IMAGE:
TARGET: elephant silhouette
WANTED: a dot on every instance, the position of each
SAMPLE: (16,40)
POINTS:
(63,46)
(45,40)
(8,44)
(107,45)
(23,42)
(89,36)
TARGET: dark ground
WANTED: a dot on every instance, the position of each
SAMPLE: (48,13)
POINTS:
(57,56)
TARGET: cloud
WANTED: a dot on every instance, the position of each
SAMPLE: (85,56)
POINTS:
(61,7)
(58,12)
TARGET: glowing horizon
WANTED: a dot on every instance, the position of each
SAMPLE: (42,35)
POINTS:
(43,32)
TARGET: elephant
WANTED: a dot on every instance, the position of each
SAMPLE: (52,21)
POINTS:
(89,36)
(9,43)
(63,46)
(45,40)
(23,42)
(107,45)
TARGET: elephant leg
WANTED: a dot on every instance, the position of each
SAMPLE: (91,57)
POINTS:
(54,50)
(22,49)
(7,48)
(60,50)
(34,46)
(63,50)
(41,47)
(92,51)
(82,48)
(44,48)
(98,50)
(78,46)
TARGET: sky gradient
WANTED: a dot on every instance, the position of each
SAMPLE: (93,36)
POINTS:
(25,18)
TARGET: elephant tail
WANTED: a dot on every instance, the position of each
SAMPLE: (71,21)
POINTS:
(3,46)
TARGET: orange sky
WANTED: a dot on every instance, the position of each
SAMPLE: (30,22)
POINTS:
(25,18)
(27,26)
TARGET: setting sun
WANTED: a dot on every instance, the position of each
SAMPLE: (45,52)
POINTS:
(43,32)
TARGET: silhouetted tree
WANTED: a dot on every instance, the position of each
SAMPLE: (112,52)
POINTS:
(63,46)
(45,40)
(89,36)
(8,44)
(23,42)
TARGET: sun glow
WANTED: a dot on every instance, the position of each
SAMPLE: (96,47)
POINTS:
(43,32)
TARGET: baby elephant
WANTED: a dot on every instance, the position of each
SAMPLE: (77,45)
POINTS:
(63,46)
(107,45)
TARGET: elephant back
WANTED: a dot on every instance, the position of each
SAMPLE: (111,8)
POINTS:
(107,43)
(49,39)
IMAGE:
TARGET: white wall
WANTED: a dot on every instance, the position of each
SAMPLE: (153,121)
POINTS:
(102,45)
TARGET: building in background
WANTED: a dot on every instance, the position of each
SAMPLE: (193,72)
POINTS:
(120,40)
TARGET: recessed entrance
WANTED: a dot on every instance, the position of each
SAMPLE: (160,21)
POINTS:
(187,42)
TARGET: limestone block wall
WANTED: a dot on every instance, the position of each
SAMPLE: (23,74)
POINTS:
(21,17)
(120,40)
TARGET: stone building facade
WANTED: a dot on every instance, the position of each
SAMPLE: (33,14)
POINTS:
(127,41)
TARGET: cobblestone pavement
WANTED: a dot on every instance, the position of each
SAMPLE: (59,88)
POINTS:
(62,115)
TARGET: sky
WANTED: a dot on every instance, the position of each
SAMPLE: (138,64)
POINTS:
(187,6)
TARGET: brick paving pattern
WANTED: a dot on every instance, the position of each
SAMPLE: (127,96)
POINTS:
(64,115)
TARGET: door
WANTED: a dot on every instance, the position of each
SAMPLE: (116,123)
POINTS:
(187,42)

__EXERCISE REQUIREMENTS__: Turn every line of the material above into a Markdown table with the columns Row and Line. Number the rows in order and leave out blank lines.

__CORRECT ANSWER__:
| Row | Line |
|---|---|
| 1 | IMAGE: |
| 2 | TARGET: elephant silhouette |
| 3 | WANTED: a dot on every instance, the position of each |
| 4 | SAMPLE: (16,40) |
| 5 | POINTS: |
| 6 | (63,46) |
| 7 | (45,40) |
| 8 | (8,44) |
| 9 | (107,45) |
| 10 | (23,42) |
| 11 | (89,36) |
| 12 | TARGET: dark ground |
| 13 | WANTED: a dot on every instance, the position of each |
| 14 | SAMPLE: (48,13) |
| 15 | POINTS: |
| 16 | (57,56) |
| 17 | TARGET: cloud |
| 18 | WANTED: a dot on every instance, the position of each |
| 19 | SAMPLE: (85,56) |
| 20 | POINTS: |
| 21 | (61,7) |
| 22 | (58,12) |
| 23 | TARGET: glowing horizon |
| 24 | WANTED: a dot on every instance, the position of each |
| 25 | SAMPLE: (42,35) |
| 26 | POINTS: |
| 27 | (43,32) |
| 28 | TARGET: elephant |
| 29 | WANTED: a dot on every instance, the position of each |
| 30 | SAMPLE: (52,21) |
| 31 | POINTS: |
| 32 | (89,36) |
| 33 | (9,43) |
| 34 | (63,46) |
| 35 | (45,40) |
| 36 | (23,42) |
| 37 | (107,45) |
| 38 | TARGET: elephant leg |
| 39 | WANTED: a dot on every instance, the position of each |
| 40 | SAMPLE: (91,57) |
| 41 | POINTS: |
| 42 | (54,50) |
| 43 | (22,49) |
| 44 | (7,48) |
| 45 | (60,50) |
| 46 | (34,46) |
| 47 | (63,50) |
| 48 | (41,47) |
| 49 | (92,51) |
| 50 | (82,48) |
| 51 | (44,48) |
| 52 | (98,50) |
| 53 | (78,46) |
| 54 | TARGET: sky gradient |
| 55 | WANTED: a dot on every instance, the position of each |
| 56 | SAMPLE: (93,36) |
| 57 | POINTS: |
| 58 | (25,18) |
| 59 | TARGET: elephant tail |
| 60 | WANTED: a dot on every instance, the position of each |
| 61 | SAMPLE: (71,21) |
| 62 | POINTS: |
| 63 | (3,46) |
| 64 | TARGET: orange sky |
| 65 | WANTED: a dot on every instance, the position of each |
| 66 | SAMPLE: (30,22) |
| 67 | POINTS: |
| 68 | (25,18) |
| 69 | (27,26) |
| 70 | TARGET: setting sun |
| 71 | WANTED: a dot on every instance, the position of each |
| 72 | SAMPLE: (45,52) |
| 73 | POINTS: |
| 74 | (43,32) |
| 75 | TARGET: silhouetted tree |
| 76 | WANTED: a dot on every instance, the position of each |
| 77 | SAMPLE: (112,52) |
| 78 | POINTS: |
| 79 | (63,46) |
| 80 | (45,40) |
| 81 | (89,36) |
| 82 | (8,44) |
| 83 | (23,42) |
| 84 | TARGET: sun glow |
| 85 | WANTED: a dot on every instance, the position of each |
| 86 | SAMPLE: (96,47) |
| 87 | POINTS: |
| 88 | (43,32) |
| 89 | TARGET: baby elephant |
| 90 | WANTED: a dot on every instance, the position of each |
| 91 | SAMPLE: (77,45) |
| 92 | POINTS: |
| 93 | (63,46) |
| 94 | (107,45) |
| 95 | TARGET: elephant back |
| 96 | WANTED: a dot on every instance, the position of each |
| 97 | SAMPLE: (111,8) |
| 98 | POINTS: |
| 99 | (107,43) |
| 100 | (49,39) |
| 101 | IMAGE: |
| 102 | TARGET: white wall |
| 103 | WANTED: a dot on every instance, the position of each |
| 104 | SAMPLE: (153,121) |
| 105 | POINTS: |
| 106 | (102,45) |
| 107 | TARGET: building in background |
| 108 | WANTED: a dot on every instance, the position of each |
| 109 | SAMPLE: (193,72) |
| 110 | POINTS: |
| 111 | (120,40) |
| 112 | TARGET: recessed entrance |
| 113 | WANTED: a dot on every instance, the position of each |
| 114 | SAMPLE: (160,21) |
| 115 | POINTS: |
| 116 | (187,42) |
| 117 | TARGET: limestone block wall |
| 118 | WANTED: a dot on every instance, the position of each |
| 119 | SAMPLE: (23,74) |
| 120 | POINTS: |
| 121 | (21,17) |
| 122 | (120,40) |
| 123 | TARGET: stone building facade |
| 124 | WANTED: a dot on every instance, the position of each |
| 125 | SAMPLE: (33,14) |
| 126 | POINTS: |
| 127 | (127,41) |
| 128 | TARGET: cobblestone pavement |
| 129 | WANTED: a dot on every instance, the position of each |
| 130 | SAMPLE: (59,88) |
| 131 | POINTS: |
| 132 | (62,115) |
| 133 | TARGET: sky |
| 134 | WANTED: a dot on every instance, the position of each |
| 135 | SAMPLE: (138,64) |
| 136 | POINTS: |
| 137 | (187,6) |
| 138 | TARGET: brick paving pattern |
| 139 | WANTED: a dot on every instance, the position of each |
| 140 | SAMPLE: (127,96) |
| 141 | POINTS: |
| 142 | (64,115) |
| 143 | TARGET: door |
| 144 | WANTED: a dot on every instance, the position of each |
| 145 | SAMPLE: (116,123) |
| 146 | POINTS: |
| 147 | (187,42) |